Document section:
[Start of section]
Hospital saves $10 million, wins national award

By Jessica Pickens on August 17, 2018

Spartanburg Regional Healthcare System saved $10 million over four years.

How'd they do it? Just like everyone does: comparison shopping, tough negotiating and penny pinching.

Spartanburg Regional's goal is to provide the highest quality care as cost efficiently as it can.

“We do everything we can on our end to reduce costs,” said Edgar J. Casner, Director of Supply Chain Management for the health system.

Reducing supply chain costs was one of several reasons why Global Healthcare Exchange, a national health care data automation company, named Spartanburg Regional one of the nation's “top of the industry.” Global Healthcare Exchange chose the “Best 50” out of 4,100-plus hospitals. They chose hospitals in 2017, based on scores that included maximizing documentation automation, exchange utilization, and trading partner connections.

Lowering hospital supply costs is more complicated than most people might imagine. When the hospital needs to work with a dozen different suppliers, it's challenging to balance the desire for volume discounts with the need to be flexible.

An important first step, which Spartanburg Regional took six years ago, was to partner with a new group purchasing organization (“GPO”) . This combines the power of multiple health care organizations to negotiate the best prices on supplies for every member.

“Then we started going after the low-hanging fruit,” Casner said.
[End of section]
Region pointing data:
[Start of section]
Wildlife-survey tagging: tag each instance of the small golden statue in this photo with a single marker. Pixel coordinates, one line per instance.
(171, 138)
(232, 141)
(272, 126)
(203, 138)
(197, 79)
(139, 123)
[End of section]
Directions for this task: Please write out the part of the hospital savings article above that opens with the words containing "Spartanburg Regional Healthcare" and closes with "trading partner connections.".

Solution for this task:
Spartanburg Regional Healthcare System saved $10 million over four years.

How'd they do it? Just like everyone does: comparison shopping, tough negotiating and penny pinching.

Spartanburg Regional's goal is to provide the highest quality care as cost efficiently as it can.

“We do everything we can on our end to reduce costs,” said Edgar J. Casner, Director of Supply Chain Management for the health system.

Reducing supply chain costs was one of several reasons why Global Healthcare Exchange, a national health care data automation company, named Spartanburg Regional one of the nation's “top of the industry.” Global Healthcare Exchange chose the “Best 50” out of 4,100-plus hospitals. They chose hospitals in 2017, based on scores that included maximizing documentation automation, exchange utilization, and trading partner connections.